__EXERCISE__. Can you gather every line in the records below that contains the string "sack"? Matching is case-sensitive.

-- -- --

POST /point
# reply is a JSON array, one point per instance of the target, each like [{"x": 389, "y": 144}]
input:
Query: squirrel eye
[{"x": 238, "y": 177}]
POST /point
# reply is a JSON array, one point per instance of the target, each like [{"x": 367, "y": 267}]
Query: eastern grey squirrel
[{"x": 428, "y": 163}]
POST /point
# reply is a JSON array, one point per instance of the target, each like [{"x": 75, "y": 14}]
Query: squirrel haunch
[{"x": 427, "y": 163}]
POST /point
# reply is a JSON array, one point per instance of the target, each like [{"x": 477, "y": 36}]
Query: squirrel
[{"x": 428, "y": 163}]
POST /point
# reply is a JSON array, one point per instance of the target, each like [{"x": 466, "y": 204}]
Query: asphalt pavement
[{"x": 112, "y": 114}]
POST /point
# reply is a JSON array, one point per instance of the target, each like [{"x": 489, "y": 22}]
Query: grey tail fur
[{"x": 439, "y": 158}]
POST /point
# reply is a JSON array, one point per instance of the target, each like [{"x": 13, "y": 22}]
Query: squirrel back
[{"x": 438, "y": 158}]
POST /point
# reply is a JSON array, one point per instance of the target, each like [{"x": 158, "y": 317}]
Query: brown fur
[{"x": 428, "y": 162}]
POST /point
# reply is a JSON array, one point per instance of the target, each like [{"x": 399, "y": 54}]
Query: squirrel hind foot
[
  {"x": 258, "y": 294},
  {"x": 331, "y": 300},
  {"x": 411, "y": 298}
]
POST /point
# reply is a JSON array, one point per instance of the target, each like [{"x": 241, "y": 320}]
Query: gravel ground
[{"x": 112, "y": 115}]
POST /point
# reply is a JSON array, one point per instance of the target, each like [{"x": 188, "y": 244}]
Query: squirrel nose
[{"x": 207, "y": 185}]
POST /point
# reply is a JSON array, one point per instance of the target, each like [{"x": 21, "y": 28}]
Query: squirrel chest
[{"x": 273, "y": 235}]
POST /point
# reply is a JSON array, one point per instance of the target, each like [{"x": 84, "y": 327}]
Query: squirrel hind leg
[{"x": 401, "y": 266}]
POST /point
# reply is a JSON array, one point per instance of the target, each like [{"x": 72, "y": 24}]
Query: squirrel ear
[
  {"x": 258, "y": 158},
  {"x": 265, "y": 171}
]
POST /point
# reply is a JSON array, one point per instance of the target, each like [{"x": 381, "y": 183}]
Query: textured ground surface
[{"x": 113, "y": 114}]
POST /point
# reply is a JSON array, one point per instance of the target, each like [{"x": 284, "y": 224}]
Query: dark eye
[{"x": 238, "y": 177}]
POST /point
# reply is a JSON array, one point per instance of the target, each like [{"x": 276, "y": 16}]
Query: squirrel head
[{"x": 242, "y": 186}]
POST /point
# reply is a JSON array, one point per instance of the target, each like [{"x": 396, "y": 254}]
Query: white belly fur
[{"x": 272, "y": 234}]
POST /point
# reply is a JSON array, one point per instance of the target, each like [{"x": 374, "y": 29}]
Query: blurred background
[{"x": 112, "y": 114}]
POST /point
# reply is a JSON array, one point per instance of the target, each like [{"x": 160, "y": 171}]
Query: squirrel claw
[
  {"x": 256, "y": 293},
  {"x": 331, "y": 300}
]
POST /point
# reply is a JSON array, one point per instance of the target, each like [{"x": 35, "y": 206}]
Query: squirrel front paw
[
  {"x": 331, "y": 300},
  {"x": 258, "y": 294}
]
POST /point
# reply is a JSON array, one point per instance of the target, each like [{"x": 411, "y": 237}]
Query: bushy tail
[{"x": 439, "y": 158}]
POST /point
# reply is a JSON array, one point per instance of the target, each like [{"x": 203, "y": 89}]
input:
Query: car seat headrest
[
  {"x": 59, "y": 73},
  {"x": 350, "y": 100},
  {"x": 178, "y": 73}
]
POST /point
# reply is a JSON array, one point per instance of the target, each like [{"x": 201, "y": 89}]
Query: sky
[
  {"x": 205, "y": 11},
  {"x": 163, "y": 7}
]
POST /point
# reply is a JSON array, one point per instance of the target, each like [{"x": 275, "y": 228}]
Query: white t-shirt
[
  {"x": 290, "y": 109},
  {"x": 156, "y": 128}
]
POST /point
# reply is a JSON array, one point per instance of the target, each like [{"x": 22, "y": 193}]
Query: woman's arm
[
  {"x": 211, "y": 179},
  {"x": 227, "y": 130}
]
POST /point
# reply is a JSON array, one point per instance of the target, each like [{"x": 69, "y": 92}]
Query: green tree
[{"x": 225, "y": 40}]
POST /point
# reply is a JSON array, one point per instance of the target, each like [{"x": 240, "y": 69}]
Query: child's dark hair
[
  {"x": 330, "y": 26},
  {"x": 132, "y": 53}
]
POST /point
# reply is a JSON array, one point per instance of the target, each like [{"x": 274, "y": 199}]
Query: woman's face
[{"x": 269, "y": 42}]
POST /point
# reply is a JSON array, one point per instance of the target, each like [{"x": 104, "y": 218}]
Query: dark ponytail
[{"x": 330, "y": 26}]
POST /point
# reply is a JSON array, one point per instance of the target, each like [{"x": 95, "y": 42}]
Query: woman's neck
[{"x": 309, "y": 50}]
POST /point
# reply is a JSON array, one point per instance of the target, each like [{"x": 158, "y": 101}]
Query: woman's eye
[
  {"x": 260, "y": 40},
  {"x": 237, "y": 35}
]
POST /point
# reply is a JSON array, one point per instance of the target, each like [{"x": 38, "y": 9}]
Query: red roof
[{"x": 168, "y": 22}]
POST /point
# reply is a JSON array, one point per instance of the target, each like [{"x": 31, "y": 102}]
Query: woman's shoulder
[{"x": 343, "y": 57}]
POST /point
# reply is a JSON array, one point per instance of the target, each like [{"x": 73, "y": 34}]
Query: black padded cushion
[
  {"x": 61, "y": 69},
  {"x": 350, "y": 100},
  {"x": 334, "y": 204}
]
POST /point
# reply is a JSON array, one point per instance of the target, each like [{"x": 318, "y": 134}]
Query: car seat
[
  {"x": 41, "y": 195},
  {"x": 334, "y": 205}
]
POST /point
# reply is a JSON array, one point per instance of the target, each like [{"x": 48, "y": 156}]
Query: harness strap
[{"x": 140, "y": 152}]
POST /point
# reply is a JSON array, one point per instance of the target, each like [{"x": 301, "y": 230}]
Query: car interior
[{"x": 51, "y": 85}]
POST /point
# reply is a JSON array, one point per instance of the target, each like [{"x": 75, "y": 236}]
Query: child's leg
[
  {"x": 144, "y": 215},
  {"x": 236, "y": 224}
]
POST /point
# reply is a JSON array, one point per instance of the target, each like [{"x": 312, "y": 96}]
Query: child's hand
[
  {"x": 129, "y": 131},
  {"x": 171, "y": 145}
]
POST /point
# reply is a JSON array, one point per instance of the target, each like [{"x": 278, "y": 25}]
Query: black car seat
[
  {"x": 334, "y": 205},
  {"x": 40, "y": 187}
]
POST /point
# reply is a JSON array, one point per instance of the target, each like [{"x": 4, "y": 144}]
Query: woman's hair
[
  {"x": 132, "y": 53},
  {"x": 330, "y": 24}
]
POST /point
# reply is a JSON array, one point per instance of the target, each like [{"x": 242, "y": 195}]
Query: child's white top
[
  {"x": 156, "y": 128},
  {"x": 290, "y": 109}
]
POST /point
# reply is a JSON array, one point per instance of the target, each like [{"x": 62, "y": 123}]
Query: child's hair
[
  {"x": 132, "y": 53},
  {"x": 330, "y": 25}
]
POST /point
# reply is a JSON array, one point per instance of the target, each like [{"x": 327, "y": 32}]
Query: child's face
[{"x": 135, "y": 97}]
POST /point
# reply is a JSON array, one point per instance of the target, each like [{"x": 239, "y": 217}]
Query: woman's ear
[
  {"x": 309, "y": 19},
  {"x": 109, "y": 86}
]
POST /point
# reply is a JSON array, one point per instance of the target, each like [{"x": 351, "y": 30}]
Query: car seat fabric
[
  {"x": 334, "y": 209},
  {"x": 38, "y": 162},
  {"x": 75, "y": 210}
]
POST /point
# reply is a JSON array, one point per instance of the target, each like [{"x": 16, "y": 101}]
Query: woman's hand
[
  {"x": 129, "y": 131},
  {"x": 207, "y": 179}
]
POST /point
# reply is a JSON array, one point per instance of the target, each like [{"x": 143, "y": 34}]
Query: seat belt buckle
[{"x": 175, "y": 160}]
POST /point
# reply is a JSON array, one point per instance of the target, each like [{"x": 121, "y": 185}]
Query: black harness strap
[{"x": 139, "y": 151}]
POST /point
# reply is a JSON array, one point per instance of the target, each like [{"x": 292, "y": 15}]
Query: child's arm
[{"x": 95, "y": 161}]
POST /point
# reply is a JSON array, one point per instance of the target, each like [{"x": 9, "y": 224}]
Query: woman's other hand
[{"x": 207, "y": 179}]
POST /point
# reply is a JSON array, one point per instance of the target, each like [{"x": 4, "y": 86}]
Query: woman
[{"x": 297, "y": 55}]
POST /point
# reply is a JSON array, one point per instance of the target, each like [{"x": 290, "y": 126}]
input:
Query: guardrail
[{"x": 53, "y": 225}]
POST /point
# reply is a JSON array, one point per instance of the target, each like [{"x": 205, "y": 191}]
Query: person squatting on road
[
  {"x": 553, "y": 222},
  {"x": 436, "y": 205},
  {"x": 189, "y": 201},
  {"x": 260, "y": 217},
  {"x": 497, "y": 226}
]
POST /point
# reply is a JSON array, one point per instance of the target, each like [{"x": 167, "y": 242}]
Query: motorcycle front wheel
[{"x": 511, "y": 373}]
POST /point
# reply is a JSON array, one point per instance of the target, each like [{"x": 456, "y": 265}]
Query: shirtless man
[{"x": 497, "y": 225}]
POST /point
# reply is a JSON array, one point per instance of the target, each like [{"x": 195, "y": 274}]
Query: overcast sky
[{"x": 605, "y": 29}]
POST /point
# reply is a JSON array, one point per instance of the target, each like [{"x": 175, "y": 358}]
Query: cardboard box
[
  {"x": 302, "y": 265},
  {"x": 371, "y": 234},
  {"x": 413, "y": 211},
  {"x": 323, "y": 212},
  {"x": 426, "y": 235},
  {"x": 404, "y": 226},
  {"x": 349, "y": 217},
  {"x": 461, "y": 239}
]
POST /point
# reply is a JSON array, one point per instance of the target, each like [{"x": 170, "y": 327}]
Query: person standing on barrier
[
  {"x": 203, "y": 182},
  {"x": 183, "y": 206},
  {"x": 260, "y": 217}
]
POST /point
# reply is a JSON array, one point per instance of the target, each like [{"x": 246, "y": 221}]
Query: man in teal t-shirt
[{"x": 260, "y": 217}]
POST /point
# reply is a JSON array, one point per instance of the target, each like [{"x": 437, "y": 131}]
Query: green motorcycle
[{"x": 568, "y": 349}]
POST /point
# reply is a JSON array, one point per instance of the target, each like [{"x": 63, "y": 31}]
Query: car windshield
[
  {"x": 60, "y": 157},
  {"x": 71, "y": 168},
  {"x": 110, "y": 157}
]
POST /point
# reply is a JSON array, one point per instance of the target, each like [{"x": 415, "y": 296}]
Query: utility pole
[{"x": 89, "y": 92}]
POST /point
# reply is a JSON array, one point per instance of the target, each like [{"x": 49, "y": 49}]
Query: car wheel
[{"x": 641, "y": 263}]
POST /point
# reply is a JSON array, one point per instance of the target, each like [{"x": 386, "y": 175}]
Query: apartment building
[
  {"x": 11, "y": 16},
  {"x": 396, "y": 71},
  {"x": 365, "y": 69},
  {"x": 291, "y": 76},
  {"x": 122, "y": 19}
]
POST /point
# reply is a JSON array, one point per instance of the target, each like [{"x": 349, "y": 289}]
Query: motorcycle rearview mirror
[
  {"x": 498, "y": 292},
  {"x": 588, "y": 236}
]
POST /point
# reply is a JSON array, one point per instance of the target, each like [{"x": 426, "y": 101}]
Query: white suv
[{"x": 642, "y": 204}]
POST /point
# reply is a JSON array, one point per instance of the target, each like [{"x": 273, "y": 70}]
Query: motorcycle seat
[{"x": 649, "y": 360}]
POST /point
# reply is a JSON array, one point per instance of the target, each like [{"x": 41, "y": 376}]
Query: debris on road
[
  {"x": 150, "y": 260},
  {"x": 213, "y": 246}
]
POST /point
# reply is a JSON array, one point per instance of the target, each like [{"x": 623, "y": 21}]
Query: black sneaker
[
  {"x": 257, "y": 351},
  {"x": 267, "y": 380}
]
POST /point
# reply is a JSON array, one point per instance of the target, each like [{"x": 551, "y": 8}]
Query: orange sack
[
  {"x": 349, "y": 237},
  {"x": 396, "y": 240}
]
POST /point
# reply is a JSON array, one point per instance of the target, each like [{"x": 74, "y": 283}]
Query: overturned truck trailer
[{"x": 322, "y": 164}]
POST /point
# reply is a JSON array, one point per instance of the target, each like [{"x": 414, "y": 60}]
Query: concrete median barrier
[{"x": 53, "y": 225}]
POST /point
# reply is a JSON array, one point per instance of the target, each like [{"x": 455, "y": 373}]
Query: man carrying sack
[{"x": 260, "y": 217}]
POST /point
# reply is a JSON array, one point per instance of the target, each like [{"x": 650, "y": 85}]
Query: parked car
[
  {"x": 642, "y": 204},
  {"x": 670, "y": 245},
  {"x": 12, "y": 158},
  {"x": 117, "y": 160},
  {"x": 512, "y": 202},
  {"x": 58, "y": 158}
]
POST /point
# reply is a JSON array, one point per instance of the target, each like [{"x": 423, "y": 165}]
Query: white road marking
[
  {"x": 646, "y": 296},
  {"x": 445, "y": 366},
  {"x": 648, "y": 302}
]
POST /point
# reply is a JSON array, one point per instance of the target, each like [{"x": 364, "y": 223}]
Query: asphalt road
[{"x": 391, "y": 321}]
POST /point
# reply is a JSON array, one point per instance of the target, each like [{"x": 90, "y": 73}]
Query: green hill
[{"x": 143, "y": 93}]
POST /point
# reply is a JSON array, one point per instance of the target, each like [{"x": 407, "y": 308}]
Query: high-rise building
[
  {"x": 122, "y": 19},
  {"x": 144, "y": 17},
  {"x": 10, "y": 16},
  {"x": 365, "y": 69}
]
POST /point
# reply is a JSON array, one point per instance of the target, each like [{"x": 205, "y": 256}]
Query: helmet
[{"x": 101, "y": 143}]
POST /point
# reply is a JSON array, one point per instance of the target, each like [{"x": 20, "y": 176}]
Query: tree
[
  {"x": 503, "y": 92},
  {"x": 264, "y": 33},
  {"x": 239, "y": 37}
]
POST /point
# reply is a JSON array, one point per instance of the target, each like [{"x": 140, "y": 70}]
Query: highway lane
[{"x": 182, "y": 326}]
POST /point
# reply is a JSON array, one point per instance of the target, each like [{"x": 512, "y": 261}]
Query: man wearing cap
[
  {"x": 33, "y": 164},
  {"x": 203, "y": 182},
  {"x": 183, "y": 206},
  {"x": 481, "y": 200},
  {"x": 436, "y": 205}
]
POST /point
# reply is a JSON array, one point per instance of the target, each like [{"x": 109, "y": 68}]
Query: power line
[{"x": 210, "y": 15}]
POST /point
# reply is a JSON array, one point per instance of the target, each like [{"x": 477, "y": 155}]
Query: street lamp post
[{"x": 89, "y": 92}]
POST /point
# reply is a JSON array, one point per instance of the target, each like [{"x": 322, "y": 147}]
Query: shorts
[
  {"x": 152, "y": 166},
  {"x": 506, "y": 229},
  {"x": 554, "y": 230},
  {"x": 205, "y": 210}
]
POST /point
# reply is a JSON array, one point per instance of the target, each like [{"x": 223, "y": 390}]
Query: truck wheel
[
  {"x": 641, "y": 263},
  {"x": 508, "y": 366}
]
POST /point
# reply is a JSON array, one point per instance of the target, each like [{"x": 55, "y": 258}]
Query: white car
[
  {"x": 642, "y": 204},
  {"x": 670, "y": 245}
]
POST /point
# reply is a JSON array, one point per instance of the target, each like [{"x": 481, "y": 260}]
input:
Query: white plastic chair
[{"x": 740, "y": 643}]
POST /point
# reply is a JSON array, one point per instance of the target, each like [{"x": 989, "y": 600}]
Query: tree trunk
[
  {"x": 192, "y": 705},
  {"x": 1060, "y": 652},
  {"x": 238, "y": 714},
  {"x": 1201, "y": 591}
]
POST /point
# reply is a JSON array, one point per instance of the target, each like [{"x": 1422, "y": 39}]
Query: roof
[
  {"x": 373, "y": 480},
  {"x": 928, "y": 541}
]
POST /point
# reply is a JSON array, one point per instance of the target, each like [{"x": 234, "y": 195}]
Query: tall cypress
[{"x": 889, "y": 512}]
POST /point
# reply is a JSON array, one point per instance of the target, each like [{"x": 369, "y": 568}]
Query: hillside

-- -- --

__RESULT FOR THIS EXERCISE__.
Query: orange sack
Query: man carrying sack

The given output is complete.